## REQUIRED WORK:
Write out, word for word, every line from the one containing "Please tag the clear" through the last line of the records below, both ends included.
══ MATERIALS PROVIDED
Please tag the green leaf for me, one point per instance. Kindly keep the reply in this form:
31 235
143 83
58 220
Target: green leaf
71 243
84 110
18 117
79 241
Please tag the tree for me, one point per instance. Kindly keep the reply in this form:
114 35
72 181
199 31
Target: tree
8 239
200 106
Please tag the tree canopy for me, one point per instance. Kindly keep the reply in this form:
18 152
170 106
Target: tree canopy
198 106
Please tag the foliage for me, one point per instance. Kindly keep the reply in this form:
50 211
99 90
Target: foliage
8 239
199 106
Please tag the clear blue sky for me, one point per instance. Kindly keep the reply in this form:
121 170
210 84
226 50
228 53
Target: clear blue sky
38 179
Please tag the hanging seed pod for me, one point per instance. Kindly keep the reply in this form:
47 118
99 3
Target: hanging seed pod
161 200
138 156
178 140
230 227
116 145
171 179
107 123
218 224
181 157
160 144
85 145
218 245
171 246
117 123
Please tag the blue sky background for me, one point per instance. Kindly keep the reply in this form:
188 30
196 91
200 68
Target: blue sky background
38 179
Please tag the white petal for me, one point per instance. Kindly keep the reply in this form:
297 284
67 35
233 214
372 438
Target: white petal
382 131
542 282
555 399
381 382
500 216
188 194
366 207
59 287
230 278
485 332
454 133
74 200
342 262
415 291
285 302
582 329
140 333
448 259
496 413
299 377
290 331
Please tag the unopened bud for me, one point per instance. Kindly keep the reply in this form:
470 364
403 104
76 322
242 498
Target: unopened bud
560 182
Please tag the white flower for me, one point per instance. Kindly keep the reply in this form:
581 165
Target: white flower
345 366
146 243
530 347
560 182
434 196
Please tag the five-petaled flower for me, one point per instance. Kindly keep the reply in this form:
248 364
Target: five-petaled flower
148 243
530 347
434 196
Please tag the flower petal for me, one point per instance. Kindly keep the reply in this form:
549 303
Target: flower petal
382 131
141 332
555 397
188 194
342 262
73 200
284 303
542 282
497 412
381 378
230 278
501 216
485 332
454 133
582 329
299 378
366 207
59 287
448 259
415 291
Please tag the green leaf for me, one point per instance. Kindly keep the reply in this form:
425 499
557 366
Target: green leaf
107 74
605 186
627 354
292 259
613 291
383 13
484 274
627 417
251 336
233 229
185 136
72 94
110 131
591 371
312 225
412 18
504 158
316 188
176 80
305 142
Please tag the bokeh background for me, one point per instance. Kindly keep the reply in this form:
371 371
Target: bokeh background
════
## SOLUTION TO THIS TASK:
Please tag the clear blue sky for me, one point per instance. Kindly keep the reply in this form:
121 170
210 84
226 50
228 53
Target: clear blue sky
38 179
Please tag the hanging seed pod for me, one point per instance. Kindly keep the reply in this form:
47 118
99 3
Target: hanging seed pod
161 200
138 156
178 140
230 227
116 145
171 179
107 123
218 224
181 157
160 144
85 145
218 245
171 246
117 123
Please tag the blue sky background for me, one point per instance. Kindly keep the reply in this form:
188 30
196 91
200 68
Target: blue sky background
38 179
Please tag the white petal for me, one point per instance. Kindly keep the reply in this form:
297 284
67 35
233 214
372 438
Target: white petal
382 131
542 282
555 399
381 382
500 216
188 194
366 207
59 287
230 278
485 332
454 133
74 200
342 262
415 291
285 302
582 329
140 333
448 259
496 413
299 377
290 331
Please tag the unopened bud for me, one point per instance. Kindly keep the reply in this form:
470 364
403 104
76 322
242 498
Target: unopened bud
560 182
Please tag the white flower for me, one point per instance. Kindly keep the reply in this form:
581 165
Target: white flower
345 366
146 243
530 347
560 182
434 196
Please tag the five-petaled flower for me, one point per instance. Kindly keep the reply in this form:
248 364
Target: five-petaled flower
148 243
530 347
434 196
Please tag the flower petal for me, one point per instance. Kindly keep the reply in this form:
549 303
Target: flower petal
382 131
141 332
555 397
188 194
342 262
73 200
284 303
542 282
497 412
381 378
230 278
501 216
485 332
454 133
582 329
299 378
366 207
59 287
448 259
415 291
Please tag the green leaf for me, one point per instance. Kindly keep the reply in this form:
425 499
557 366
Target: green leaf
107 74
605 186
627 354
292 259
613 291
383 13
484 274
627 417
251 336
233 229
185 136
72 94
110 131
591 371
312 225
412 18
504 158
316 188
176 80
305 142
Please tag the bokeh background for me, one point per instance. Kindly keep the reply in this form:
371 371
Target: bokeh background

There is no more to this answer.